## Start Passage to read

Some of her poems appeared in Utah Sings, a 1942 poetry anthology. The introduction to Coles’ work read, “She has a tender, feminine touch. She has a facility of expression and fineness of feeling that rank her among the finest women of the state and Western America. A plaintive note runs throughout most of her poems which mellows them and makes them seem like jewels softened by tears.”
One poem, “Modern Christmas,” appeared on a full page in McCall’s, Dec. 1959. It called for a reconciliation between the star of Jesus and Sputnik of communism. That poem appeared in Cracroft and Lambert’s A Believing People.
[4] Christie Lund Coles’ The Red Plush Parlor, a musical comedy about polygamy, with music by Larry Bastian, was produced at BYU (1966, directed by Lael Woodbury), The Springville Art Theater (1968), and the Valley Center Theater (1976). In a Springville newspaper in 1968, she defended the play thusly, “Some will ask, ‘Why this subject? Why this long-hushed theme?’ Well, first, because it is a part of the LDS heritage as well as its history, for all to read. Through silence and inuendo, it has become something almost to be ashamed of, while in truth it was not. In the play I give the best and I think the most authentic reason for the practice of polygamy: That all the laws and ordinances of the original church should he restored in the latter days. It was not dark and ugly except as men made it so. It had its light and good side, as well as its problems. These I have tried to show in an entertaining fashion. Compared to society today, it is almost purity itself.”

## End Passage to read
## Start Record extracts

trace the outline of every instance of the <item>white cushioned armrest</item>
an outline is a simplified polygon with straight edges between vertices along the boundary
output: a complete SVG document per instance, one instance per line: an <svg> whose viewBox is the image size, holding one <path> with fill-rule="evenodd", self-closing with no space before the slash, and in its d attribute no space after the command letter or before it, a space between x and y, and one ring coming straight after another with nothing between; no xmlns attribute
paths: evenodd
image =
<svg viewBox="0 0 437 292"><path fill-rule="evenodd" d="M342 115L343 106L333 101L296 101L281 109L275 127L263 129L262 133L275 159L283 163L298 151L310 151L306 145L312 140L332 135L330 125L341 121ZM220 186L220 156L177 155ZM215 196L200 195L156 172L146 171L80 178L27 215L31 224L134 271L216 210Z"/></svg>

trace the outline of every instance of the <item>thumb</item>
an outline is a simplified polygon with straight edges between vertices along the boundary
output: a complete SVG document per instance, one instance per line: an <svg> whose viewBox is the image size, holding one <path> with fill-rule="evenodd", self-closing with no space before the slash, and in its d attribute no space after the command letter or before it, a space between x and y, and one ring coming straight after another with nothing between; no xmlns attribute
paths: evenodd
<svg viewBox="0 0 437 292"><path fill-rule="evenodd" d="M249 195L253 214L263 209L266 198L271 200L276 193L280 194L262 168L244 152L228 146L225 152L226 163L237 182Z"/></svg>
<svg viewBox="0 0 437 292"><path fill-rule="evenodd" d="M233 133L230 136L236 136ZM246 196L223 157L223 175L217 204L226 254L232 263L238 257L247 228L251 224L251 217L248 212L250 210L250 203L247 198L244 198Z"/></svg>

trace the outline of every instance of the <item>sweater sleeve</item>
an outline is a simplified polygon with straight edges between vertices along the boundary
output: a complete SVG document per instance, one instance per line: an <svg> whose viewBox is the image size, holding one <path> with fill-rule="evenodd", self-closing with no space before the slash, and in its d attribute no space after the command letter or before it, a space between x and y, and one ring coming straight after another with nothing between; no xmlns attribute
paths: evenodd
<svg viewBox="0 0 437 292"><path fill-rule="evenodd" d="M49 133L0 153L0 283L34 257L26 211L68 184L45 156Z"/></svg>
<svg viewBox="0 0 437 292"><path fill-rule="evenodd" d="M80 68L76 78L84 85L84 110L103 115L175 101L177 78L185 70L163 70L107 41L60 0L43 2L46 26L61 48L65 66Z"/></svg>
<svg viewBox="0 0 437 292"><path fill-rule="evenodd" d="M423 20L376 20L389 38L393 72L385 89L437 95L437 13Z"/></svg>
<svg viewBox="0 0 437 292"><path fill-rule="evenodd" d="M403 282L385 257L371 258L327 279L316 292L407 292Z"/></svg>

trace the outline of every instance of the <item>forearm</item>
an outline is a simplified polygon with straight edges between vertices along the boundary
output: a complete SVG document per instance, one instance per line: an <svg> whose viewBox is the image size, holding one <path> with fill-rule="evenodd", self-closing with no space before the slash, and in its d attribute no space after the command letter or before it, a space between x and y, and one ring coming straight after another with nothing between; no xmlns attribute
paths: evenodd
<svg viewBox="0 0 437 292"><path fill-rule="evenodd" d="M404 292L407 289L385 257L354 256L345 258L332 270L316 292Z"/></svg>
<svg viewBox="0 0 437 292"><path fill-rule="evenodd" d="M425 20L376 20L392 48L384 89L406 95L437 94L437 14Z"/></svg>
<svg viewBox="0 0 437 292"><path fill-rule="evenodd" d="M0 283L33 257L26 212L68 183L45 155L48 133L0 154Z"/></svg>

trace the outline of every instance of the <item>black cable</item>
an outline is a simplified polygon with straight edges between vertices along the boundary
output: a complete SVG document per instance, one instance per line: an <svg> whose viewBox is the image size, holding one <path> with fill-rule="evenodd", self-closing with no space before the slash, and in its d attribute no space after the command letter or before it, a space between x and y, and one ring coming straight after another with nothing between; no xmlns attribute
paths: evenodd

## End Record extracts

Problems and tasks -
a) Rewrite the passage on Christie Lund Coles starting with "Some of her" and going on through "A Believing People.", replacing "anthology" with "collection".
b) List every venue where, according to the passage on Christie Lund Coles, The Red Plush Parlor was produced.
c) Condense the paragraph of the passage on Christie Lund Coles that begins "One poem, 'Modern Christmas,'" into a single sentence that keeps its main facts.
These rows have no connection to the passage on Christie Lund Coles.

Responses for each task -
a)
Some of her poems appeared in Utah Sings, a 1942 poetry collection. The introduction to Coles’ work read, “She has a tender, feminine touch. She has a facility of expression and fineness of feeling that rank her among the finest women of the state and Western America. A plaintive note runs throughout most of her poems which mellows them and makes them seem like jewels softened by tears.”
One poem, “Modern Christmas,” appeared on a full page in McCall’s, Dec. 1959. It called for a reconciliation between the star of Jesus and Sputnik of communism. That poem appeared in Cracroft and Lambert’s A Believing People.

b)
BYU
The Springville Art Theater
the Valley Center Theater

c) "Modern Christmas," which called for a reconciliation between the star of Jesus and Sputnik of communism, ran on a full page in McCall's in December 1959 and also appeared in Cracroft and Lambert's A Believing People.